_Data items_:
━━━━
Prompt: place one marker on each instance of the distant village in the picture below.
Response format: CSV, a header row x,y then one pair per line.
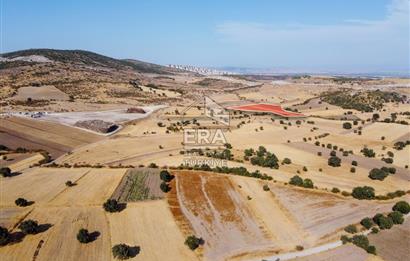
x,y
200,70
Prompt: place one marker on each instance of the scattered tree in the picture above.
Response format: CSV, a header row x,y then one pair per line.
x,y
347,125
4,236
367,223
396,217
83,236
351,229
29,227
165,187
111,205
166,176
193,242
122,251
5,172
378,174
21,202
334,161
364,192
402,206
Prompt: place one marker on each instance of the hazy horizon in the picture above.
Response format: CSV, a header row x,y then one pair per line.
x,y
346,37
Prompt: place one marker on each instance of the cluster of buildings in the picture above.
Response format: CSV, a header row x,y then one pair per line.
x,y
200,70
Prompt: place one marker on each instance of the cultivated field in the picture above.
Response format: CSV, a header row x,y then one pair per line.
x,y
54,138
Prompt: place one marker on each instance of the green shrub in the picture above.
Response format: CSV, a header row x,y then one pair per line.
x,y
367,223
164,187
351,229
21,202
299,248
4,236
192,242
29,227
382,221
396,217
375,230
83,236
307,183
402,206
334,161
378,174
354,163
121,251
360,241
166,176
371,250
111,205
5,172
296,181
69,183
364,192
335,190
347,125
345,239
368,152
286,161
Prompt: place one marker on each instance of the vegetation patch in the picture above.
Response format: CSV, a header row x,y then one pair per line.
x,y
139,184
364,101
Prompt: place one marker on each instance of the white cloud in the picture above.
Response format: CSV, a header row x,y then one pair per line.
x,y
354,45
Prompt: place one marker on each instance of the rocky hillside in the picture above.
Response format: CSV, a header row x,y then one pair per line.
x,y
71,71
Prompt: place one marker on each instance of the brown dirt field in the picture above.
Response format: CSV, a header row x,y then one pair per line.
x,y
285,231
150,225
40,93
393,244
322,213
363,162
217,213
37,184
35,134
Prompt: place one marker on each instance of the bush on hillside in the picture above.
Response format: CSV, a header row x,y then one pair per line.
x,y
402,206
364,192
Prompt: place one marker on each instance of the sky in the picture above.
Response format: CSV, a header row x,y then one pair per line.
x,y
346,36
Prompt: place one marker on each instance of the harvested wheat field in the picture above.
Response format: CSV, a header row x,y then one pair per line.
x,y
95,187
393,244
218,214
139,184
54,138
149,226
40,185
321,214
125,150
58,239
24,163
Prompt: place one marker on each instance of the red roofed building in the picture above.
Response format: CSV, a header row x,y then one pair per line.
x,y
266,108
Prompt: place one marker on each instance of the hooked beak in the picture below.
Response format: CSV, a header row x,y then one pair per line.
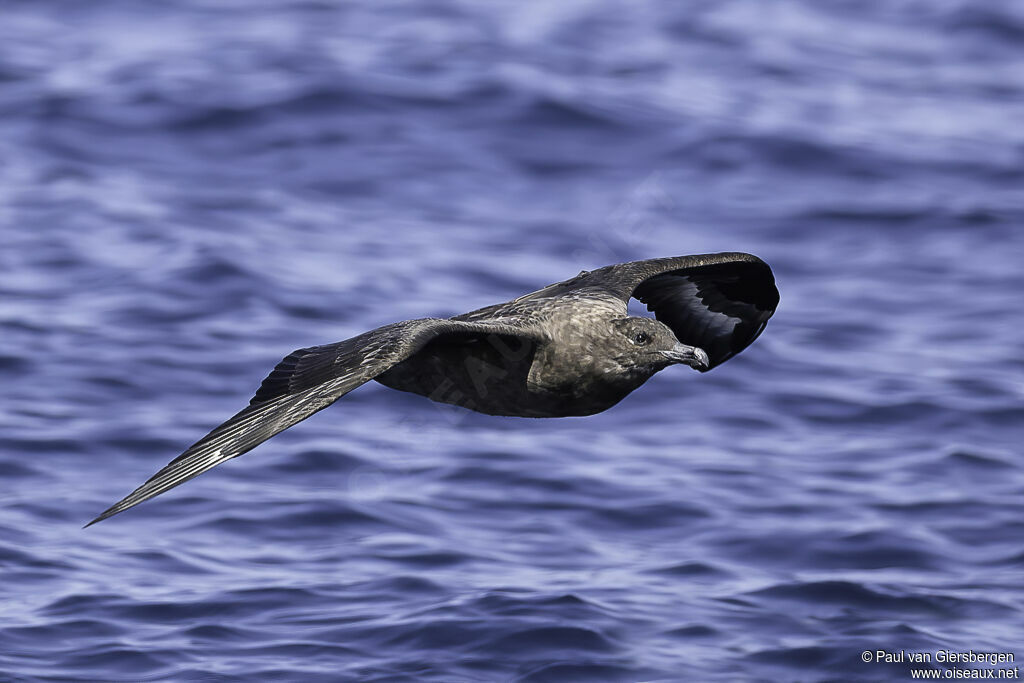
x,y
691,355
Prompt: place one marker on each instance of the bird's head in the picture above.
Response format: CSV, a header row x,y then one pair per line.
x,y
646,345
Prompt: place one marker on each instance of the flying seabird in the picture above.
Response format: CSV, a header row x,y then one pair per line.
x,y
567,349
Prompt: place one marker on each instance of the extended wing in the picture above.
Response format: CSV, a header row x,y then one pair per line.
x,y
304,382
719,302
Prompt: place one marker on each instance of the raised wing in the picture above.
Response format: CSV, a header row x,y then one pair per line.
x,y
720,302
304,382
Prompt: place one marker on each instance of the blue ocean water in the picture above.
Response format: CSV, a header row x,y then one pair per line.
x,y
190,189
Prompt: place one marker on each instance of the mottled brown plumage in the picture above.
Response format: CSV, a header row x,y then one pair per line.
x,y
567,349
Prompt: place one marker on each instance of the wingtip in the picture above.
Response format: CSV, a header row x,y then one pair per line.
x,y
110,512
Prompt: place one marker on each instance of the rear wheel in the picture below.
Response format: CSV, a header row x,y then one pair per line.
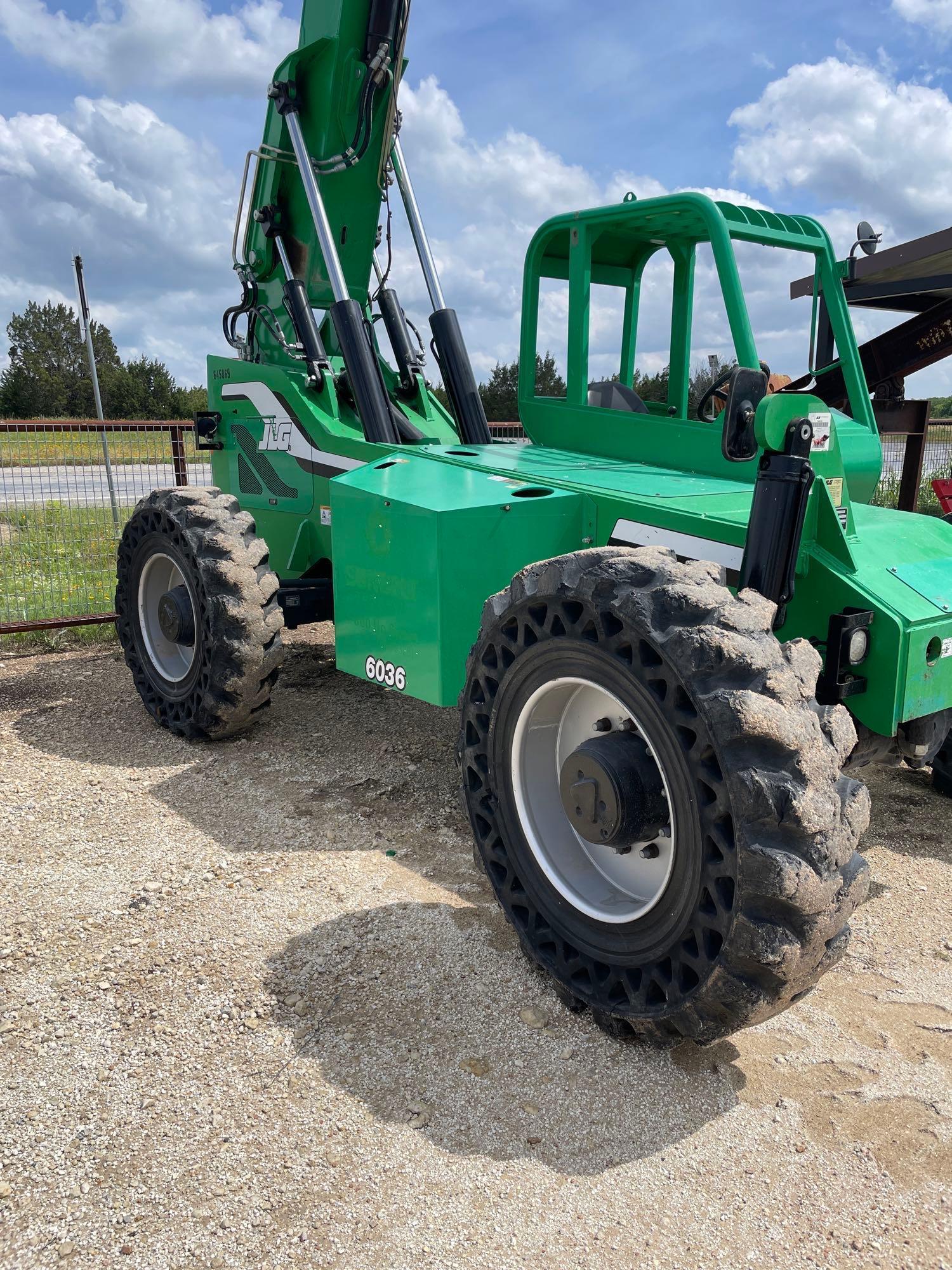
x,y
942,769
658,805
197,612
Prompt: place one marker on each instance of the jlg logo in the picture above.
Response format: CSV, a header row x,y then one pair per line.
x,y
277,436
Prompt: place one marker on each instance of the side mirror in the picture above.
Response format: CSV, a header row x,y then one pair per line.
x,y
746,392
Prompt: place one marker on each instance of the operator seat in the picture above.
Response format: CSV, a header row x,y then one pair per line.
x,y
612,396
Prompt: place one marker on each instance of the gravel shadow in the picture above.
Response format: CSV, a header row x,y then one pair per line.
x,y
412,1010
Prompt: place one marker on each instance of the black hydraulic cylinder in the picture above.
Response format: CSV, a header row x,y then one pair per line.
x,y
383,25
364,373
309,337
408,364
459,379
777,514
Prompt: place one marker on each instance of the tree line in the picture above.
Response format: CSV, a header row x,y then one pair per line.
x,y
501,393
48,377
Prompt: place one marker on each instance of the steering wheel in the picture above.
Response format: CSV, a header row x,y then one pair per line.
x,y
719,384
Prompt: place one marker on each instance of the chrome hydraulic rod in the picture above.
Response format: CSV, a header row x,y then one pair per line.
x,y
417,228
284,257
329,251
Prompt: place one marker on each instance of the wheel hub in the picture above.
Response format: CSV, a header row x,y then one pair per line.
x,y
612,792
176,617
576,746
167,618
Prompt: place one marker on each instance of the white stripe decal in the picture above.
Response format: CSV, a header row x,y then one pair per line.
x,y
268,407
682,544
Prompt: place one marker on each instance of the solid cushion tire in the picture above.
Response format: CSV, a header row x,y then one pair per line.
x,y
761,906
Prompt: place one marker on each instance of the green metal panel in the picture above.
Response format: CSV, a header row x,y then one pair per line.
x,y
418,548
932,580
253,399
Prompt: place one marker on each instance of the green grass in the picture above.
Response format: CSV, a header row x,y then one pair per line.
x,y
82,449
58,562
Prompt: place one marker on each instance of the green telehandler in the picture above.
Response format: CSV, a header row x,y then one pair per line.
x,y
672,639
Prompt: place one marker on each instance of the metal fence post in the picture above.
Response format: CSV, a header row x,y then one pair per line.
x,y
87,328
178,455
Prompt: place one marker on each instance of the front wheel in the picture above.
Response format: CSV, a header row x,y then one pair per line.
x,y
657,802
197,613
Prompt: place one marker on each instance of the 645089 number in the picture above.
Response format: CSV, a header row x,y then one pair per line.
x,y
387,674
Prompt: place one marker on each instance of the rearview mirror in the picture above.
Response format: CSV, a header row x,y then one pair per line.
x,y
746,392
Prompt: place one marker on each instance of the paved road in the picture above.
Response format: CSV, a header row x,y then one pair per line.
x,y
88,487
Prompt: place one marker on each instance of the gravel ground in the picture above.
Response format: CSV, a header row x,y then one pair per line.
x,y
257,1009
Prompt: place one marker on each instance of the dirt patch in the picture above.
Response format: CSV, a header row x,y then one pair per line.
x,y
257,1008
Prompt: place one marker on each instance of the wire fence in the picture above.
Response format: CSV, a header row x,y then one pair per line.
x,y
937,465
63,509
508,432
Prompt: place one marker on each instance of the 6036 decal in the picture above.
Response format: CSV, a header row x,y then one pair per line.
x,y
385,672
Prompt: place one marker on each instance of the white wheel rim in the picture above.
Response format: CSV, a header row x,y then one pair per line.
x,y
161,575
597,881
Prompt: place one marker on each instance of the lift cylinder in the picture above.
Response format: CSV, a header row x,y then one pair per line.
x,y
406,355
459,379
364,373
777,514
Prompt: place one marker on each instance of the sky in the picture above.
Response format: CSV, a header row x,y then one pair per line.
x,y
124,126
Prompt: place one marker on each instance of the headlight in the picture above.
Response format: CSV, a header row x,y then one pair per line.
x,y
859,646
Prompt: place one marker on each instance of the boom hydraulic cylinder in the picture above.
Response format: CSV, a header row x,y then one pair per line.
x,y
447,337
364,370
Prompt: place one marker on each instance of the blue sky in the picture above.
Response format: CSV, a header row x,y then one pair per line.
x,y
124,126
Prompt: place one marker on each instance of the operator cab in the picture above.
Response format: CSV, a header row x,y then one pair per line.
x,y
612,396
593,272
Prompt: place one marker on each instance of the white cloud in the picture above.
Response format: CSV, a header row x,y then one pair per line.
x,y
172,44
149,210
152,211
936,16
851,137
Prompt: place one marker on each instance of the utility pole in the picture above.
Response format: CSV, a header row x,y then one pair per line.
x,y
87,332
━━━━
_Written task_:
Reproduce exactly, with nothing added, the lines from the one that contains "Prompt: place one marker on each instance of the white wheel" to the end of the data.

_Reply to the task_:
Prompt: place one marker on each instance of the white wheel rim in the picture above.
Response format: CSV, a header row x,y then one pair per line.
x,y
161,575
597,881
Prompt: place one marker on each instance of the lift cylinder in the picture above.
Response format: CSV, a header row x,y then one pair per line.
x,y
406,355
459,379
364,373
777,514
Prompt: place one marker on each instance of the sky in the picture above.
Response format: CSV, a header row x,y then one pair per line.
x,y
124,126
Prompt: place one marker on each instance of the headlight in the picture above.
Response format: CSV, a header row x,y then one pair per line.
x,y
859,646
Prompt: place one marker on each instance of the boom hydraulic cylinder in the picture above.
Response format: CSV, a header row x,y then one pair per line.
x,y
447,337
364,370
Prompt: place one marker on each instance of the blue sky in the picture above.
Response format: CSV, a header row x,y then one pair per line.
x,y
124,126
Prompt: place one marker on each instance of the operator cab in the picture above.
Response format: CSV, a header row x,y then one pair per line.
x,y
612,396
593,272
Prompt: place one marker on each instance of the white cloud in the picture above.
Response format: CSV, a header row x,y then one pair per line.
x,y
172,44
149,210
152,211
936,16
851,137
Prompt: place one marker on each instance of the utility pole in the picture above.
Response format: CSV, a header row x,y then one pair per line.
x,y
87,332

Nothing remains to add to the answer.